Source data:
*** Block opens ***

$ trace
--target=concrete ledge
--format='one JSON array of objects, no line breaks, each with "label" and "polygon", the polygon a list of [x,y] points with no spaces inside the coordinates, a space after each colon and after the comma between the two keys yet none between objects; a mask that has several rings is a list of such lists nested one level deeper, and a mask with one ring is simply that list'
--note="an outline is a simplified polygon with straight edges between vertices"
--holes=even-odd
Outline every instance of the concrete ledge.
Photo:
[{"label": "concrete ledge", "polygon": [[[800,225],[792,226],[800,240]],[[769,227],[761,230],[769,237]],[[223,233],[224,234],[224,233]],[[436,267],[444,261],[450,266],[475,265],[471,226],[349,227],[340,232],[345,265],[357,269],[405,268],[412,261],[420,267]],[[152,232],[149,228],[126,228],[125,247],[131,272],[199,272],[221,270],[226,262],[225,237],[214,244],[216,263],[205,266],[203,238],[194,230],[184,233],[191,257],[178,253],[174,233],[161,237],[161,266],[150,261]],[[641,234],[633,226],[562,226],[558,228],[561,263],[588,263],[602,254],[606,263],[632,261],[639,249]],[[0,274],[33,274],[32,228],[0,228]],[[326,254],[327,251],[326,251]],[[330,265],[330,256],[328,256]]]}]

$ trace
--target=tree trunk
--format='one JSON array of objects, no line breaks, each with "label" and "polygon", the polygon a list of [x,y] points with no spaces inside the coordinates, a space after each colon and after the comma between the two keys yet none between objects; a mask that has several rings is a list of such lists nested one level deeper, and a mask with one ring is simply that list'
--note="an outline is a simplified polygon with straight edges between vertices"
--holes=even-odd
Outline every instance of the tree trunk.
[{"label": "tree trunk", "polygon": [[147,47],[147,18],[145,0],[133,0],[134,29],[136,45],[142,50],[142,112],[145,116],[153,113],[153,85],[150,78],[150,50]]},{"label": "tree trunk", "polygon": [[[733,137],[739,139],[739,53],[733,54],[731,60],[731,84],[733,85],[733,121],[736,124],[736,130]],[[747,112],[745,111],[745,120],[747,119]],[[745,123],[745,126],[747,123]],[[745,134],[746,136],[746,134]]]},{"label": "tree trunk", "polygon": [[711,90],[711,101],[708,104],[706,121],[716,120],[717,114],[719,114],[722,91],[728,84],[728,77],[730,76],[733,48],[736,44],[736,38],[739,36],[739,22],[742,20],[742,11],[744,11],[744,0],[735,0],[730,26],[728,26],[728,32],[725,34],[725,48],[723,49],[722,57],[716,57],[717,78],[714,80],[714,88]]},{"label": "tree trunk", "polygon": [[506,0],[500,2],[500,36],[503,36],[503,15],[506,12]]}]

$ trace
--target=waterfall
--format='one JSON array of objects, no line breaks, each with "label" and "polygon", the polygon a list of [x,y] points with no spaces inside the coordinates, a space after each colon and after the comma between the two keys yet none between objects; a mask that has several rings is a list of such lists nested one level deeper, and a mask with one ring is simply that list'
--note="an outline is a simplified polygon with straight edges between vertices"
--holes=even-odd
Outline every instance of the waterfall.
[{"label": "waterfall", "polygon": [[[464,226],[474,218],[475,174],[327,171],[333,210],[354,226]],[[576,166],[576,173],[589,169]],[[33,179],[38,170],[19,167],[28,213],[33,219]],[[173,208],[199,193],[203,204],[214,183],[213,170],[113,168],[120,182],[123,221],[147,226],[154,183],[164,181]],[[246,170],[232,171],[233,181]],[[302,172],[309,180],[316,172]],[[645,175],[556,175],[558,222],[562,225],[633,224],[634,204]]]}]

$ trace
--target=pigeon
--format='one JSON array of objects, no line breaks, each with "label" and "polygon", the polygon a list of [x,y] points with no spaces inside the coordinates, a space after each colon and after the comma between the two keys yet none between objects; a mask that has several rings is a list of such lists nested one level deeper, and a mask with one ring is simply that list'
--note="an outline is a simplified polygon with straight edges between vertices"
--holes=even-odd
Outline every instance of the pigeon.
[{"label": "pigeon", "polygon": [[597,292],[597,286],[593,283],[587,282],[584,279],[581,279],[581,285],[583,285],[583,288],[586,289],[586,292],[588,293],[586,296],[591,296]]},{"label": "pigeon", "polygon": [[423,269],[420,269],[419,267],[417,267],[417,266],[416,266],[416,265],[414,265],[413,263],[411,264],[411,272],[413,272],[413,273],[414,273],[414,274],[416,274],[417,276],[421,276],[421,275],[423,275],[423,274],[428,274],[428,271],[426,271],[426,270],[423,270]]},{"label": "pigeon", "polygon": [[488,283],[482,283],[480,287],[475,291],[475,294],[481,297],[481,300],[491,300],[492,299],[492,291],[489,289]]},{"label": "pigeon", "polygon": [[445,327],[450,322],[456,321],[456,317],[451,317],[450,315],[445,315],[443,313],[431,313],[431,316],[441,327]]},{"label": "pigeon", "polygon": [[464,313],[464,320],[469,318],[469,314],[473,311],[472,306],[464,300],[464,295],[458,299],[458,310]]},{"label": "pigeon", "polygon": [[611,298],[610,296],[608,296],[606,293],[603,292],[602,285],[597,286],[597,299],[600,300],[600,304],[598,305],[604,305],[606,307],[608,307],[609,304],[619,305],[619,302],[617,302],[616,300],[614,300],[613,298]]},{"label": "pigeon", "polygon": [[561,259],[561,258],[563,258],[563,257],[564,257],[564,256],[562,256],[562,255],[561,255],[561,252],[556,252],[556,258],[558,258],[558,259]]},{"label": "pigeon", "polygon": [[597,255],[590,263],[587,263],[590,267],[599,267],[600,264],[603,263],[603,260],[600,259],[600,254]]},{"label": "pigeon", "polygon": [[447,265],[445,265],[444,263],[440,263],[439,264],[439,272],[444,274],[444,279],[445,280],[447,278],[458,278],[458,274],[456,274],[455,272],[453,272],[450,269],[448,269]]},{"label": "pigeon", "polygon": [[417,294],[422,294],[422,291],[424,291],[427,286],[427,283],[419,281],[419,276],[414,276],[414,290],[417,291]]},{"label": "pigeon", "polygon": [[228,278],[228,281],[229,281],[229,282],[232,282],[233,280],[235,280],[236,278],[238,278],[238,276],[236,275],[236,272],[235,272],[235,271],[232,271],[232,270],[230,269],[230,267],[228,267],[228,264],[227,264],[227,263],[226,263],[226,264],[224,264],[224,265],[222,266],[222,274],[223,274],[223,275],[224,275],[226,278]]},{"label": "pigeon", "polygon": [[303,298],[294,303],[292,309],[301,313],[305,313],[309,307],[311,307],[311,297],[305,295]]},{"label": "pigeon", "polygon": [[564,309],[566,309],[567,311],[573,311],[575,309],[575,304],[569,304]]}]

*** Block closes ***

> PROBLEM STATEMENT
Spot the lines above that mention "target" and copy them.

> RESPONSE TO THIS TASK
--target=concrete ledge
--target=tree trunk
--target=waterfall
--target=pigeon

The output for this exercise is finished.